### Description of the task
Put all of the items below into a numbered list, leaving out any blank lines.

### Provided information
▬▬▬
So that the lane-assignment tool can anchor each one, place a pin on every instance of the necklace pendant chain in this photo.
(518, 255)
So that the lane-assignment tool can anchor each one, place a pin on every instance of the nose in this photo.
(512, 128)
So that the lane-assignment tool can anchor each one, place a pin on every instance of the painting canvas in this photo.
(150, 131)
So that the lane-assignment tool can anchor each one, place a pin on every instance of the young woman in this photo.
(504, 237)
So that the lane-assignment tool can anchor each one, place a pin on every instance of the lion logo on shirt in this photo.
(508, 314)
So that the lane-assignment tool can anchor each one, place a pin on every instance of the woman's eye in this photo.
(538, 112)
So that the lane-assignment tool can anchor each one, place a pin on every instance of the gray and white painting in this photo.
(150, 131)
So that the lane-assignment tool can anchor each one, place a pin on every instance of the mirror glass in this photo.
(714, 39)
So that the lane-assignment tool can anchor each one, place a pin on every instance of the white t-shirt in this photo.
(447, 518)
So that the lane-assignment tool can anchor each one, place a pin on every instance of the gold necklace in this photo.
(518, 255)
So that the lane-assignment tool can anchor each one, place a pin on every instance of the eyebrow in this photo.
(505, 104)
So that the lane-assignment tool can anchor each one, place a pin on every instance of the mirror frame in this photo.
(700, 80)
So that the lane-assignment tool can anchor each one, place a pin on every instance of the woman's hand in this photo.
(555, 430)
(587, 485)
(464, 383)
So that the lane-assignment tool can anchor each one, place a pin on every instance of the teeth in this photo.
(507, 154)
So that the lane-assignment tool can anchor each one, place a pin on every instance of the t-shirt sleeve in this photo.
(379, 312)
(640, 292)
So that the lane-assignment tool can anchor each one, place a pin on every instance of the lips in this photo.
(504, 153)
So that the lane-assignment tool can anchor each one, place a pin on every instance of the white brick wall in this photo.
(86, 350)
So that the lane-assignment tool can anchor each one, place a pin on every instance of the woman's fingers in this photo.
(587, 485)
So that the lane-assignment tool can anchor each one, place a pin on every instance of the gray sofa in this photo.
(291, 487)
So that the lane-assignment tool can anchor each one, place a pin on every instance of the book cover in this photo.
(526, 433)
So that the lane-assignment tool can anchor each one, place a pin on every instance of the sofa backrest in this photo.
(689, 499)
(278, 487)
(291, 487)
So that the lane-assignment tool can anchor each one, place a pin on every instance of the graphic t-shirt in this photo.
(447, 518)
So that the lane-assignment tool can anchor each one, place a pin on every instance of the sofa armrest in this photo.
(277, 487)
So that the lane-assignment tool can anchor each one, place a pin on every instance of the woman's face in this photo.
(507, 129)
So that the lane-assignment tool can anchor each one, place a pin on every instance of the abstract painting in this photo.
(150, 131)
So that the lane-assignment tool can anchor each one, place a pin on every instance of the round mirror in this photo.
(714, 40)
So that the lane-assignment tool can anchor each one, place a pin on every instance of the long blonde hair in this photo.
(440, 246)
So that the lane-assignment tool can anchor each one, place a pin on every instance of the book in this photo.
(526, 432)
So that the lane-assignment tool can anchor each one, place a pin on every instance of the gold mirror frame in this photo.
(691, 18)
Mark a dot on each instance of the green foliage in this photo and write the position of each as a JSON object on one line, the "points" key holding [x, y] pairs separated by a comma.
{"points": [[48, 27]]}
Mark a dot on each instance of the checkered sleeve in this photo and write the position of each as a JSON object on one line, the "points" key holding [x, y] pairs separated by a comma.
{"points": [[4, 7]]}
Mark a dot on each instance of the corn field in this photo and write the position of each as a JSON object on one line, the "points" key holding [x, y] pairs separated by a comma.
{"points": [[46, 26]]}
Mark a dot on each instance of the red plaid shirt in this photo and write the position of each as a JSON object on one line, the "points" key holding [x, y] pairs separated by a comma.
▬▬▬
### Answer for this exercise
1. So that the lane-assignment tool can anchor each one, place a pin on every instance of the necklace pendant chain in this photo.
2. (518, 255)
3. So that the lane-assignment tool can anchor each one, place a pin on every instance of the nose in this photo.
4. (512, 128)
5. So that the lane-assignment tool can anchor each one, place a pin on every instance of the painting canvas in this photo.
6. (150, 131)
7. So that the lane-assignment tool can anchor each one, place a pin on every instance of the young woman in this photo.
8. (504, 237)
9. So that the lane-assignment tool can anchor each one, place a pin on every instance of the lion logo on shirt in this photo.
10. (508, 314)
11. So that the lane-assignment tool can anchor each one, place a pin on every instance of the woman's eye in this photo.
12. (538, 112)
13. So that the lane-assignment tool can anchor each one, place a pin on every instance of the gray and white painting in this photo.
14. (150, 131)
15. So that the lane-assignment tool can anchor each one, place a pin on every instance of the mirror glass in this photo.
16. (714, 39)
17. So that the lane-assignment tool can anchor each one, place a pin on every instance of the white t-shirt in this photo.
18. (447, 518)
19. So that the lane-assignment tool can anchor each one, place a pin on every instance of the gold necklace in this photo.
20. (518, 255)
21. So that the lane-assignment tool can anchor each one, place a pin on every instance of the eyebrow in this photo.
22. (505, 104)
23. So that the lane-assignment tool can anchor each one, place a pin on every instance of the mirror frame in this photo.
24. (700, 80)
25. So that the lane-assignment tool can anchor each one, place a pin on every instance of the woman's hand in this photo.
26. (555, 430)
27. (587, 485)
28. (464, 383)
29. So that the lane-assignment tool can anchor each one, place a pin on every instance of the teeth in this photo.
30. (507, 154)
31. So that the lane-assignment tool can anchor each one, place a pin on every instance of the t-shirt sleeve in this photo.
32. (379, 312)
33. (640, 292)
34. So that the lane-assignment tool can anchor each one, place a pin on every instance of the lips in this photo.
35. (504, 153)
36. So that the lane-assignment tool can anchor each one, place a pin on every instance of the white brick wall in this photo.
37. (86, 350)
38. So that the lane-assignment tool can anchor each one, place a pin on every instance of the woman's fingers in this photo.
39. (587, 485)
40. So that the lane-assignment tool can anchor each one, place a pin on every instance of the gray sofa in this photo.
41. (291, 487)
42. So that the lane-assignment tool can anchor each one, place a pin on every instance of the book cover in this photo.
43. (526, 433)
44. So that the lane-assignment tool can anchor each one, place a pin on every instance of the sofa backrest in this photo.
45. (689, 499)
46. (278, 487)
47. (291, 487)
48. So that the lane-assignment tool can anchor each one, place a pin on every instance of the graphic t-shirt in this photo.
49. (447, 518)
50. So that the lane-assignment tool can anchor each one, place a pin on every instance of the sofa armrest in this photo.
51. (277, 487)
52. So that the lane-assignment tool can anchor each one, place a pin on every instance of the woman's face in this photo.
53. (507, 129)
54. So that the lane-assignment tool can anchor each one, place a pin on every instance of the abstract painting in this photo.
55. (150, 131)
56. So that the lane-assignment tool can anchor each one, place a pin on every instance of the round mirror in this photo.
57. (714, 40)
58. So that the lane-assignment tool can anchor each one, place a pin on every instance of the long blonde hair in this photo.
59. (440, 246)
60. So that the lane-assignment tool can anchor each one, place a pin on every instance of the book in this photo.
61. (526, 432)
62. So that the lane-assignment tool can anchor each one, place a pin on every instance of the gold mirror frame in this photo.
63. (691, 18)
64. Mark a dot on each instance of the green foliage in this photo and write the position of each as a JSON object on one line, the "points" key holding [x, y] pairs separated by a comma.
65. {"points": [[48, 27]]}
66. Mark a dot on each instance of the checkered sleeve in this photo and write the position of each as a JSON object on one line, the "points" key holding [x, y] pairs separated by a comma.
67. {"points": [[4, 7]]}
68. Mark a dot on each instance of the corn field in this photo and write the position of each as a JSON object on one line, the "points" key holding [x, y] pairs separated by a comma.
69. {"points": [[46, 26]]}
70. Mark a dot on each instance of the red plaid shirt in this photo and write the position of each as a JSON object on one line, the "points" key holding [x, y] pairs separated by a comma.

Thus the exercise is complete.